Task instructions »
(A) Answer these from the Life on Land text:
(i) Which journal published the birdsong study?
(ii) How many miles of road network border the ecosystems the new mapping system will track?
(iii) Which imports did the European Union stop in 2022?
(B) Write out the Life on Land text word for word, everything from "Boosting roadside biodiversity" down to "to the roads.".

Life on Land

Findings from a recent study, by scientists from Manchester Metropolitan University and Lancaster University, and published in Nature Communications, (2023) shed new light on the evolution of bird song. The results may explain why birdsong in most species does not constantly change but instead shows some moderate variation – balancing the reliable signal of quality against the need to avoid the female losing interest.

Boosting roadside biodiversity (2022): Manchester Metropolitan is working with National Highways, the government-owned company responsible for motorways and major A roads in England, to develop a new mapping system which will make it easier to keep track of the ecosystems bordering the country’s 4,300 miles of road network. The innovative research and development programme uses more than 20 different sets of data to understand the habitat type and its condition of National Highways’ soft estate, roughly 28,258 hectares of green land close to the roads.

Sustainability concerns in the commercial trade of ranched Ball python snakes, identified by research from Manchester Metropolitan University, has informed a European Union (EU) stop (2022) on West African imports of the species.

Supplied information »
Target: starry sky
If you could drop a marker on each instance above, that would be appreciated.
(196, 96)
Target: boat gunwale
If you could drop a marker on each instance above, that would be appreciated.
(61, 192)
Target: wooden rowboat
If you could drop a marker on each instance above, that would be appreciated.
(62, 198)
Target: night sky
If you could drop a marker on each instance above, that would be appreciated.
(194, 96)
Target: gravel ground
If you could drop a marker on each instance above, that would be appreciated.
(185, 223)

Answers to the exercises »
(A)
(i) Nature Communications
(ii) 4,300 miles
(iii) West African imports of Ball python snakes

(B)
Boosting roadside biodiversity (2022): Manchester Metropolitan is working with National Highways, the government-owned company responsible for motorways and major A roads in England, to develop a new mapping system which will make it easier to keep track of the ecosystems bordering the country’s 4,300 miles of road network. The innovative research and development programme uses more than 20 different sets of data to understand the habitat type and its condition of National Highways’ soft estate, roughly 28,258 hectares of green land close to the roads.